*What you are asked to do:* Print all of the entries below verbatim, from the first line through the last coordinate pair, omitting the image.

☆ ☆ ☆

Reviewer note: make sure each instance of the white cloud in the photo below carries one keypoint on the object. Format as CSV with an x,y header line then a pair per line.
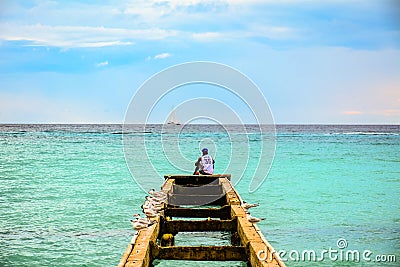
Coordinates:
x,y
162,56
206,36
79,36
102,64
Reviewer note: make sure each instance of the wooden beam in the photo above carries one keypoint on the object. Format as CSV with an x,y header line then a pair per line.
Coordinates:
x,y
176,226
195,200
183,176
202,253
197,190
222,213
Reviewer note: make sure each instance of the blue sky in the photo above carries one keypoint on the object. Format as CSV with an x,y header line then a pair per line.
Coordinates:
x,y
315,61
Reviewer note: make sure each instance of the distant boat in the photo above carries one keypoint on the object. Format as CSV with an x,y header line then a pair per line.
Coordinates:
x,y
172,120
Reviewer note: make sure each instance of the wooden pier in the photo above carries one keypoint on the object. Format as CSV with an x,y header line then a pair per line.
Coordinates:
x,y
186,196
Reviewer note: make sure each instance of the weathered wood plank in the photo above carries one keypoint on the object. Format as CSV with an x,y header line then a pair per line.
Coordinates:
x,y
195,200
184,176
222,213
176,226
197,190
202,253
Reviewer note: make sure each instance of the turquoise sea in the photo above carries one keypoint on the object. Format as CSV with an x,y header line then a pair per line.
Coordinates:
x,y
66,193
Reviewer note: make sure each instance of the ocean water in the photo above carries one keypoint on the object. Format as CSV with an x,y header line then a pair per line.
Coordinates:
x,y
66,193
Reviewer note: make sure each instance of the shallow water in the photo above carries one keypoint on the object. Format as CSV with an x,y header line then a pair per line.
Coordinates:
x,y
67,194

☆ ☆ ☆

*Finished exercise:*
Reviewer note: make sure each instance of the white cloud in the photo below carries one keypoint on the object. Format as CSV with an x,y header line then a pair per line.
Coordinates:
x,y
162,56
206,36
79,36
102,64
Reviewer note: make sure each instance of the wooden beam in the photo above carries one keypoint on the object. Format as CSV with an x,y header line then a pair per line.
Coordinates:
x,y
176,226
195,200
183,176
202,253
197,190
222,213
Reviewer note: make sure each instance of the blue sky in the photo above carries one keypoint on the object. Format as CSV with an x,y header line then a pair per line.
Coordinates:
x,y
315,61
Reviewer note: make sure each instance of the distant boat in the photo above carries one keypoint on the object. Format as CSV with an x,y header line then a pair per line.
Coordinates:
x,y
172,120
Reviewer note: make sure each instance of the wooden pier in the photo above carries one keypoint on the object. Format as CSV with an x,y header line then a pair per line.
Coordinates:
x,y
186,196
Reviewer note: make sure each instance of the weathered wood plank in the photo above carries one keypoint on the object. Format as CSV with an x,y header line then a pair per line.
Coordinates:
x,y
195,200
184,176
222,213
176,226
197,190
202,253
Reviewer note: make sure each instance of the turquoise sea in the photo above carries one keypoint on the object. Format as CSV with an x,y header line then a pair per line.
Coordinates:
x,y
66,193
Reviewer note: make sure each instance of the ocean water in the photo above carries one keypoint on the object. Format as CSV with an x,y header line then a pair per line.
Coordinates:
x,y
66,193
Reviewer note: make sure each instance of the shallow water in the photo above carries one keypoint on the object. Format as CSV with an x,y header line then a pair per line.
Coordinates:
x,y
67,194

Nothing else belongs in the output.